(Photo object-pointing records)

+-------+

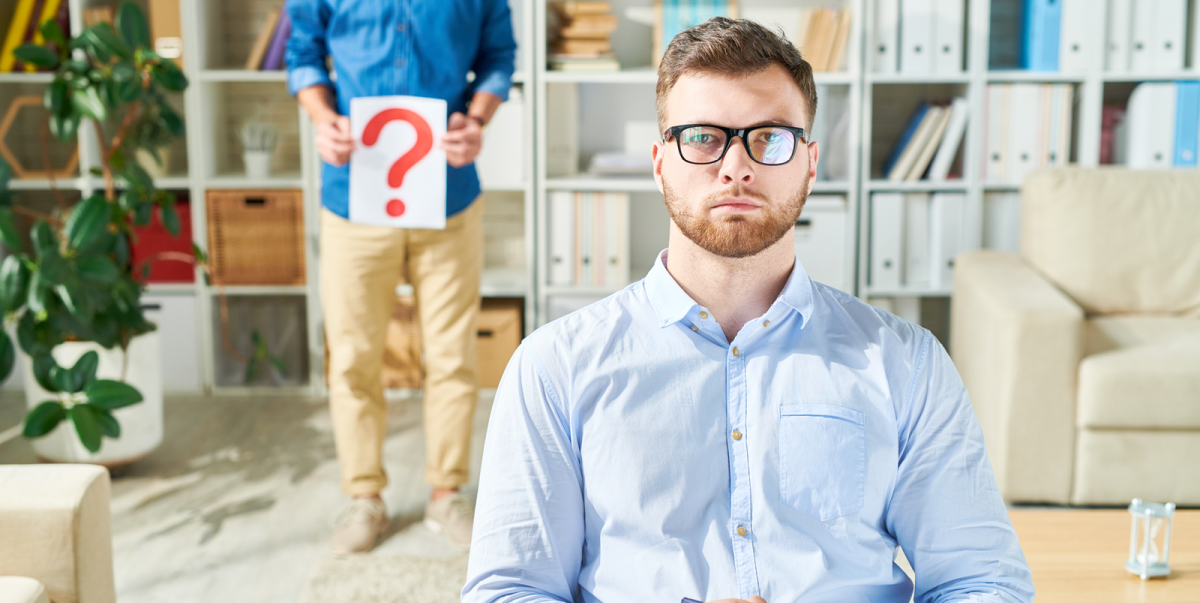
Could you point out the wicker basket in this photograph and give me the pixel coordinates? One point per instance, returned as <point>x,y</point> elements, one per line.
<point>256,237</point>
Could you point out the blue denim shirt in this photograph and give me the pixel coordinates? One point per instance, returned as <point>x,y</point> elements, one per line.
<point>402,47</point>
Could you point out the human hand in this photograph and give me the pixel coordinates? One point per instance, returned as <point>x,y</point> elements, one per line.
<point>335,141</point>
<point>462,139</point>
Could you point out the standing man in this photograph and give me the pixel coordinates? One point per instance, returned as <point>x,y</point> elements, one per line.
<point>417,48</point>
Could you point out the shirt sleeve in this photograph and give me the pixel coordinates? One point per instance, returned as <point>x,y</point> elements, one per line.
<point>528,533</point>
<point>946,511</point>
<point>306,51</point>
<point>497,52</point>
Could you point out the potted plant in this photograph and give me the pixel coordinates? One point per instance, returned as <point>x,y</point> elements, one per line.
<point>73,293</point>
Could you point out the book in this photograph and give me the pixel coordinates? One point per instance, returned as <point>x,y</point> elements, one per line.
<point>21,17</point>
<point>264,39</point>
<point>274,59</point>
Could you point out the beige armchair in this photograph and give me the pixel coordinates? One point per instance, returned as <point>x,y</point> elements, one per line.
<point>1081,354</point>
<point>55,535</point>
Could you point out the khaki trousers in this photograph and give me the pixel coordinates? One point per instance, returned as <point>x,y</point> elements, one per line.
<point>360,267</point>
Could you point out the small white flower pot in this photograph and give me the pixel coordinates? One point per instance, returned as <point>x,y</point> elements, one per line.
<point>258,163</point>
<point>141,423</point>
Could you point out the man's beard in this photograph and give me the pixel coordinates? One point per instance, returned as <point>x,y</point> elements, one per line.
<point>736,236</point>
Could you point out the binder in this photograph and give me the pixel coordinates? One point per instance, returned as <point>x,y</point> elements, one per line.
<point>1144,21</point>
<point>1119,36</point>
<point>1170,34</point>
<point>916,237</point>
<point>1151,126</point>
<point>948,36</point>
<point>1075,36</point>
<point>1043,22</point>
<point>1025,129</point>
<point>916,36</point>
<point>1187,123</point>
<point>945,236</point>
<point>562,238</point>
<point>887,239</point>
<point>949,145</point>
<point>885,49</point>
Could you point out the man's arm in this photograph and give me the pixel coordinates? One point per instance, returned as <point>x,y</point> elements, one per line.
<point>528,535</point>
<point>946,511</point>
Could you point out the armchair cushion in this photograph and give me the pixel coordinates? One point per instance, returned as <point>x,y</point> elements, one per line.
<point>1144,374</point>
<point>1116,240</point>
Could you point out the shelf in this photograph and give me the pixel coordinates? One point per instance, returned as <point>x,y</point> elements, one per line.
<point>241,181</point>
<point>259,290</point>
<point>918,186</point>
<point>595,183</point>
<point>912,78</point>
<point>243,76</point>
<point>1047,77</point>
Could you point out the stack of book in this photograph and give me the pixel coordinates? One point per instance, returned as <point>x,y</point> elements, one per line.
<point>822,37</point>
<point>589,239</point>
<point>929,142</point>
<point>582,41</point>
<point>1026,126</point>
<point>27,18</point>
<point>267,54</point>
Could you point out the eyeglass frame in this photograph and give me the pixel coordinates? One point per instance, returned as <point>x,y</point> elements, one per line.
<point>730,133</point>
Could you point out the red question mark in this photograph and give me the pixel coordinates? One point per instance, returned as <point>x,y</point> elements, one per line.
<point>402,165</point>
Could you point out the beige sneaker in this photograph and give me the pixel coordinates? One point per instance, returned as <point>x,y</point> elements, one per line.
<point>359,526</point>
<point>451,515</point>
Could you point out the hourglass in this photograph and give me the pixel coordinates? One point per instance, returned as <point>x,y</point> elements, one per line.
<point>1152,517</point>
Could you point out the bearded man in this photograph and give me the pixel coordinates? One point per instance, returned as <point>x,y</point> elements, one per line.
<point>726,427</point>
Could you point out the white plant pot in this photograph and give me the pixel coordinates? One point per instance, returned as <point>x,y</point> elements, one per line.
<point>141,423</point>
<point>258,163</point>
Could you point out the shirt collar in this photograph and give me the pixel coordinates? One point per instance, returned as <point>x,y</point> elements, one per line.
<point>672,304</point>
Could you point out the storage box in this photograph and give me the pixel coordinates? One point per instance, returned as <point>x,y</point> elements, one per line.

+-------+

- [PROBLEM REQUIREMENTS]: Write out the material above again with every "in this photograph" replaced by "in this image" and nothing else changed. Leave the pictures out.

- [RESULT FOR THIS TASK]:
Could you point out the wicker basket in this image and give me the pixel coordinates? One point per instance, returned as <point>x,y</point> elements, one per line.
<point>256,237</point>
Could you point out the blue denim shirt in this image and give me the pixel coordinates? One point per instance, returned as <point>x,y</point> elements, one per line.
<point>402,47</point>
Could you point out the human hand in this image and give me the pixel coordinates? One point per instance, returned as <point>x,y</point> elements, one per line.
<point>335,141</point>
<point>462,139</point>
Could you point out the standing man in this image and give me the pixel coordinates? One point per instance, returned as <point>x,y</point> elements, one per line.
<point>417,48</point>
Could you point out the shirt sleeve in this image and give me the pixel coordinates? One point per instance, returned as <point>x,y</point> elements, one per line.
<point>528,533</point>
<point>946,511</point>
<point>306,51</point>
<point>497,52</point>
Could you point out the potted plant in this image and give me the pixel coordinates? One point per instance, returned as <point>x,y</point> elements, one per line.
<point>73,293</point>
Could you point out the book in this image and give me the pixel coordinates? One point per instance, returned as <point>x,y</point> elements, one per line.
<point>21,17</point>
<point>264,39</point>
<point>274,59</point>
Could you point out the beige armchair in this image and give me the pixel coordinates? One point per instance, returned as <point>x,y</point> elements, one per line.
<point>1081,354</point>
<point>55,535</point>
Could you point out the khaki trousers in this image and give me the pixel coordinates? One point per instance, returned as <point>x,y</point> elements, one per line.
<point>360,267</point>
Could you point out the small white flower pot in this image and give me the pixel coordinates? One point per instance, returned as <point>x,y</point> elements, one per line.
<point>258,163</point>
<point>141,423</point>
Could you point out the man's beard in this image and give me the pixel coordinates? One point per instance, returned as <point>x,y</point> elements, one per line.
<point>736,236</point>
Could you point out the binder in this image and give me the pixel coordinates? One point per instance, returned as <point>x,y</point> elements, one per line.
<point>1144,21</point>
<point>1119,36</point>
<point>1170,34</point>
<point>916,237</point>
<point>1151,126</point>
<point>948,36</point>
<point>1075,36</point>
<point>1043,22</point>
<point>1025,129</point>
<point>916,36</point>
<point>1187,123</point>
<point>945,236</point>
<point>562,238</point>
<point>887,239</point>
<point>949,145</point>
<point>885,49</point>
Could you point out the man's arm in this image and give me the pixel coordinates? One point per instance, returned as <point>x,y</point> elements, one per line.
<point>528,535</point>
<point>946,511</point>
Could you point out the armchair cushion in this image and give me the pixel coordinates? One point per instance, returned as <point>x,y</point> elements, one per line.
<point>1144,374</point>
<point>1116,240</point>
Could you point out the shelf in this image and give me the pixel coordinates? One point per instance, returned as <point>x,y</point> elements, one per line.
<point>241,181</point>
<point>259,290</point>
<point>918,186</point>
<point>595,183</point>
<point>912,78</point>
<point>243,76</point>
<point>1047,77</point>
Could you point out the stack of book in this image and give me the pixel coordinates? One point per instance, returned as <point>x,y</point> elements, one per line.
<point>822,37</point>
<point>589,239</point>
<point>929,142</point>
<point>582,41</point>
<point>1026,126</point>
<point>27,18</point>
<point>267,54</point>
Could you point out the eyeglass frame in this image and give me the pixel coordinates? One point per instance, returned as <point>x,y</point> elements, one per line.
<point>730,133</point>
Could you point out the red question mark in this image and give me the pixel coordinates? One point per instance, returned as <point>x,y</point> elements, one per line.
<point>402,165</point>
Could you point out the beige sneaker in this image and give me the pixel coordinates? One point per instance, returned as <point>x,y</point> elements, one per line.
<point>359,526</point>
<point>451,515</point>
Could you point out the hourglass in this image and give me the pixel coordinates? One point per instance, returned as <point>x,y</point> elements, one per line.
<point>1152,517</point>
Could you point out the bearded man in this image and give me the pixel coordinates? One point per instance, returned as <point>x,y</point> elements, one per line.
<point>726,427</point>
Could you point out the white plant pot in this image and give me the pixel coordinates? One point per instance, returned as <point>x,y</point> elements, one per line.
<point>141,423</point>
<point>258,163</point>
Could you point out the shirt collar in this image and give me the pixel coordinates? One point per instance, returned as <point>x,y</point> elements, one per line.
<point>672,304</point>
Could you point out the storage box in this image and give me the pixel coordinates? One point per instance, returned as <point>x,y</point> elements, one per line.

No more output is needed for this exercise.